Auf einen Blick
- Sarco-Chef aus U-Haft entlassen. Kritik an Schweizer Behörden geäussert
- Philip Nitschke überrascht von Problemen in der Schweiz für Sterbehilfe
- 70 Tage verbrachte Florian Willet in Schaffhauser Untersuchungshaft
Kaum ist der Co-Präsident von The Last Resort, Florian Willet, aus der U-Haft entlassen, heisst es vom Unternehmen, das die Suizid-Kapsel Sarco gebaut hat: Jetzt erst recht!
Sarco-Erfinder Philip Nitschke (77) äussert sich am Tag nach der Freilassung seines Geschäftspartners gegenüber Blick und macht eine Ansage: «Wir gehen davon aus, dass wir eine Lösung finden werden, um unsere Dienste zur Sterbehilfe für geistig zurechnungsfähige Erwachsene auch weiterhin anbieten zu können.» Die Ankündigung eines Rückzugs aus der Schweiz würde anders klingen.
Doch nicht nur das. Nitschke will den Sarco gar ausbauen – im wahrsten Sinne des Wortes. In Zukunft sollen zwei Personen gemeinsam in den Tod gehen können. «Derzeit wird eine Doppelkapsel für Paare produziert», bestätigt der australische Aktivist und Arzt. Daneben sollen andere technische Aspekte der Suizid-Kapsel verbessert werden, zum Beispiel sollen die Körper leichter aus der Kapsel entfernt werden können.
Nach 70 Tagen wieder frei
Nitschkes Aussagen klingen trotzig, nachdem die Schaffhauser Staatsanwaltschaft einen sehr gewichtigen Vorwurf gegen seinen Geschäftspartner Florian Willet am Montag fallengelassen hatte. Willet wird nun nicht mehr vorsätzliche Tötung vorgeworfen.
Der Obduktionsbericht des Institutes für Rechtsmedizin des Kantons Zürich liege zwar noch nicht vor, schrieb die Schaffhauser Staatsanwaltschaft. Der Verdacht auf ein Tötungsdelikt sei aber nicht mehr gegeben. «Der Vorwurf der vorsätzlichen Tötung war und ist absurd», schrieb Sarco-Erfinder Nitschke am Montag in einem Post in den sozialen Medien. «Es fällt mir schwer, die äusserst harte Behandlung von Florian seit dem Sarco-Einsatz zu verstehen.» Darum sei er froh, dass dieser nach 70 Tagen endlich aus der U-Haft entlassen worden sei.

══════

Arbeitsauftrag: Könnten Sie den Abschnitt des Seitentexts wortgetreu abschreiben, der mit „Doch nicht nur“ beginnt und sich bis einschließlich „vorsätzliche Tötung vorgeworfen.“ fortsetzt?

Zeigedaten für referenzierende Ausdrücke:
══════

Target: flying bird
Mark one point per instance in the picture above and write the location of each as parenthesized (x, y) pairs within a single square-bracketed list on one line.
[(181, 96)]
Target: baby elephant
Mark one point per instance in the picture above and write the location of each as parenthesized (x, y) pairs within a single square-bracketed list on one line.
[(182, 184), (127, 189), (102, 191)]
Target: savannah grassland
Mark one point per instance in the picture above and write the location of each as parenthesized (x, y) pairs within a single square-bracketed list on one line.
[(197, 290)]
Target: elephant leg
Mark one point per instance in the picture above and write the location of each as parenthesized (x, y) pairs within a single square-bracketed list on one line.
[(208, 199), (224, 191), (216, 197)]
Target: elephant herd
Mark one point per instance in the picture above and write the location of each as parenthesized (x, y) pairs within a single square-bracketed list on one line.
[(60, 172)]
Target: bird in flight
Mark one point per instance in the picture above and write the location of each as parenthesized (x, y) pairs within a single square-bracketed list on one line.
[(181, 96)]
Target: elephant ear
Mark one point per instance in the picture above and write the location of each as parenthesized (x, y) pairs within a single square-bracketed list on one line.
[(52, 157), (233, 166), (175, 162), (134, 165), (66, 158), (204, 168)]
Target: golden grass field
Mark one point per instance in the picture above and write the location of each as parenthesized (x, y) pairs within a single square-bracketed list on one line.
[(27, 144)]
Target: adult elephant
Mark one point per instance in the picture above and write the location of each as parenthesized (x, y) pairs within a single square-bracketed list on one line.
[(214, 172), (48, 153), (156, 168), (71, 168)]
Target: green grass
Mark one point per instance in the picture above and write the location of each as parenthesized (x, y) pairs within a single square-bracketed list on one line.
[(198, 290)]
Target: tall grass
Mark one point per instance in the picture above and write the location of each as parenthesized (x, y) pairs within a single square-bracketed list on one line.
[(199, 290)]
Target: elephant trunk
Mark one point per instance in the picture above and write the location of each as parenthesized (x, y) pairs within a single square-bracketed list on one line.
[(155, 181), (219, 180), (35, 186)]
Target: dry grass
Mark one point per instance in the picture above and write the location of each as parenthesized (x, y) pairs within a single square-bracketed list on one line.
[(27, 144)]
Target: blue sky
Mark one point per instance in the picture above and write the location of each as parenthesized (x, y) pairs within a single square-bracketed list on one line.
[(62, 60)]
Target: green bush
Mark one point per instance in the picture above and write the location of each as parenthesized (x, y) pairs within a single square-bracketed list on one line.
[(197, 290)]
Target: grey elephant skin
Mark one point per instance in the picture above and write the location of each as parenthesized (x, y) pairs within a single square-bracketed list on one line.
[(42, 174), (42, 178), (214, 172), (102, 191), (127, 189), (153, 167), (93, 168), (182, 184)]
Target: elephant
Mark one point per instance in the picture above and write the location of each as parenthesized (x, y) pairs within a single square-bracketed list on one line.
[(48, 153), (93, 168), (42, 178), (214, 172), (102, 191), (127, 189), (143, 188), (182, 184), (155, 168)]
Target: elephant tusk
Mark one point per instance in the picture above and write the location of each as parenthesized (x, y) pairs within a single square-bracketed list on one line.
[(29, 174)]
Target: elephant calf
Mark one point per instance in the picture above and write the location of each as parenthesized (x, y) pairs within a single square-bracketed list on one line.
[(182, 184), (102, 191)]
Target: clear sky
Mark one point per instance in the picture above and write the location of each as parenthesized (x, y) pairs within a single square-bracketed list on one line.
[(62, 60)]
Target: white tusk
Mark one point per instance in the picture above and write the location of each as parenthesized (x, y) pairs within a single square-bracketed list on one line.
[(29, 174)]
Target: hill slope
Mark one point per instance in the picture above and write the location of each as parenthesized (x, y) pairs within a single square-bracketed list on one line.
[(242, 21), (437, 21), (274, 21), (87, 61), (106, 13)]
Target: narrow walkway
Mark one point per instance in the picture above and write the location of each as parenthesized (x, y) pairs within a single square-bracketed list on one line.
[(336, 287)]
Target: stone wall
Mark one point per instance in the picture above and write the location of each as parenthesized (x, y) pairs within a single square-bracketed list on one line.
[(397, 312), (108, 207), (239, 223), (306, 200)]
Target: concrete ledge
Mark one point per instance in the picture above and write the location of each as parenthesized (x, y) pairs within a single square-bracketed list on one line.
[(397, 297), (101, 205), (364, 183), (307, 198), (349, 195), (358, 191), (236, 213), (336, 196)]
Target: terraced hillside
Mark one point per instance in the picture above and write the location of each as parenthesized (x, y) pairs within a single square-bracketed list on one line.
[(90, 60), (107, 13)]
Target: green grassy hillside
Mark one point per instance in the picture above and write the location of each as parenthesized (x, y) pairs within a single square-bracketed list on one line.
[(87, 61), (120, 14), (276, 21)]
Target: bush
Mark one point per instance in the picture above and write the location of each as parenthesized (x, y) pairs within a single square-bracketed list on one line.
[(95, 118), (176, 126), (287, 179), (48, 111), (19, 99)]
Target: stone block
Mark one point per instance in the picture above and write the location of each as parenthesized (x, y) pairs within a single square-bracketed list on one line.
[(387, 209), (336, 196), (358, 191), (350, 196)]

══════

Antwort:
Doch nicht nur das. Nitschke will den Sarco gar ausbauen – im wahrsten Sinne des Wortes. In Zukunft sollen zwei Personen gemeinsam in den Tod gehen können. «Derzeit wird eine Doppelkapsel für Paare produziert», bestätigt der australische Aktivist und Arzt. Daneben sollen andere technische Aspekte der Suizid-Kapsel verbessert werden, zum Beispiel sollen die Körper leichter aus der Kapsel entfernt werden können.
Nach 70 Tagen wieder frei
Nitschkes Aussagen klingen trotzig, nachdem die Schaffhauser Staatsanwaltschaft einen sehr gewichtigen Vorwurf gegen seinen Geschäftspartner Florian Willet am Montag fallengelassen hatte. Willet wird nun nicht mehr vorsätzliche Tötung vorgeworfen.